— CONSIGNE —
Rédigez la suite de la critique de Seul au monde reproduite ci-dessous, en reprenant juste après sa dernière phrase.

Un lointain visionnage, certainement incomplet, en tête, ma bonne conscience me taraudait au sujet de Seul au monde : outrepassant ma crainte d’un profond ennui, ce Zemeckis (mineur) méritait tout de même une lecture plus assidue, tant sur le fond que ses circonstances particulières de production.


Tel un Robinson des temps modernes, les pérégrinations de Chuck Noland (patronyme peu subtil) constituent un récit plus riche qu’escompté : de facto, le schéma narratif qu’emprunte le film s’avère quelque peu surprenant dans la mesure où son acte central, lié à l’île, n’empiète pas à l’excès sur tout le reste. Entendons par là que le bougre bénéficie d’une introduction fort efficace, l’intrigue s’attelant d’abord à rendre compte de la profondeur de son background : une personnalité autoritaire dans un cadre professionnel peu anodin, quitte à minimiser d’abord la sympathie du spectateur, puis un envers sentimental traité avec une belle justesse (excellent contrepoids).

— EXTRAIT DE DONNÉES —
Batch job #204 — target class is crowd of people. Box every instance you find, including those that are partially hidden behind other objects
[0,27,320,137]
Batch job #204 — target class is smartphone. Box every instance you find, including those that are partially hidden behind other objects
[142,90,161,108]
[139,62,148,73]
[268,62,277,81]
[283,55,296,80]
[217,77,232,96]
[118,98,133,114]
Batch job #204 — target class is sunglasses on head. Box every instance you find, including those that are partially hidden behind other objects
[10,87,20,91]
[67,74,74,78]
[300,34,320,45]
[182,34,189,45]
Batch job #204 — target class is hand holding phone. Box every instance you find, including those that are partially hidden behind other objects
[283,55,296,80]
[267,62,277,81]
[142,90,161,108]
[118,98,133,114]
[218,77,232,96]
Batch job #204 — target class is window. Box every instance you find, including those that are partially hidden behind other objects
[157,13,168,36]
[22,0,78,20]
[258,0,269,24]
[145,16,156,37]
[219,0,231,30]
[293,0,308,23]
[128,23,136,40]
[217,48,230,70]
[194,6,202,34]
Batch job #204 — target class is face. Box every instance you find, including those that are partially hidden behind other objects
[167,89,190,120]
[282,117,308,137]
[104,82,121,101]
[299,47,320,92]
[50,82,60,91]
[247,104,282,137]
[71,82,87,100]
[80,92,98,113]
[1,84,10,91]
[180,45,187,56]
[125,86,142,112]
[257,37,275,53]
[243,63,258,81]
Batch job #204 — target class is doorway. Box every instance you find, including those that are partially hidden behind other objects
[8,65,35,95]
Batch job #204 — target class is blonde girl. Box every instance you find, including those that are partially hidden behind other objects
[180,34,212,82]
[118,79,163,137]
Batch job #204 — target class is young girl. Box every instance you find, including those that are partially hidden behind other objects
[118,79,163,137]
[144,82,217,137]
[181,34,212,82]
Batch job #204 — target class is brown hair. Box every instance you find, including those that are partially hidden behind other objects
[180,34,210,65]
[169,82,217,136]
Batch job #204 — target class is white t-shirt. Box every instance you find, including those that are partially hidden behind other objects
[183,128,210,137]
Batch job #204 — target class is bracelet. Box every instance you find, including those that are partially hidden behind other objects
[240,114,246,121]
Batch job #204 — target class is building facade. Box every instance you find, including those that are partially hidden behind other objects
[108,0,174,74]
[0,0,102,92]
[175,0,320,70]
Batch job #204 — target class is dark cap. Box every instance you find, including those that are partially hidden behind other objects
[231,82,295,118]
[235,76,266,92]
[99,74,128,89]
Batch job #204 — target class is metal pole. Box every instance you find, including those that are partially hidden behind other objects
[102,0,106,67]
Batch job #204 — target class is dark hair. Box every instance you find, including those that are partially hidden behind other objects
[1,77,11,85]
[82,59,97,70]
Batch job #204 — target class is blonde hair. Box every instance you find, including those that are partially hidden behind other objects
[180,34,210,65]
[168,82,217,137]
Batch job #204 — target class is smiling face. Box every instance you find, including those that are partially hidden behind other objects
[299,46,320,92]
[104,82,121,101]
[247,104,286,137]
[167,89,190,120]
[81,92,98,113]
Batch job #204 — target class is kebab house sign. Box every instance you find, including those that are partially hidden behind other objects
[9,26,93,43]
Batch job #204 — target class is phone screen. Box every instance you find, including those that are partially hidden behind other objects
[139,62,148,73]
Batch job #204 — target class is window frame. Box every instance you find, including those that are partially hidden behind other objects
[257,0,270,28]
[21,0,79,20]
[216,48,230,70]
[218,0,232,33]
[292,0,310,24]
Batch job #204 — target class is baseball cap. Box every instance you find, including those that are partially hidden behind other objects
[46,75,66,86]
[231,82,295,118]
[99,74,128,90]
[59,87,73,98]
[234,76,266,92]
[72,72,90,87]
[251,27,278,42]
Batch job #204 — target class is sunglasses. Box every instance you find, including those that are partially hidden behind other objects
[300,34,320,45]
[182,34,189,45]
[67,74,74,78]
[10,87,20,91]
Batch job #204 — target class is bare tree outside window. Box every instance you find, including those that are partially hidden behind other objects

— RÉPONSE À L'EXERCICE —
L’écriture de William Broyles Jr. fait donc montre d’un certain doigté, celle-ci ne donnant aucunement l’impression de précipiter les choses : la tension liée à l’anticipation du crash fonctionne ainsi à merveille, et Seul au monde s’assure de solides bases avant même d’entrer dans le vif de son sujet. Toutefois, avec du recul, celui-ci porte-t-il vraiment sur les dessous un énième survival ? Pas si sûr. Quand bien même le cadre faussement paradisiaque de l’île occuperait la majeure partie du récit, la survie et le nouveau quotidien de Chuck seront finalement survolés : certes, l’usage d’une ellipse temporelle n’entache en rien la construction d’une telle épopée, bien au contraire, mais celle-ci s’inscrit avant tout dans la droite lignée de péripéties plutôt succinctes.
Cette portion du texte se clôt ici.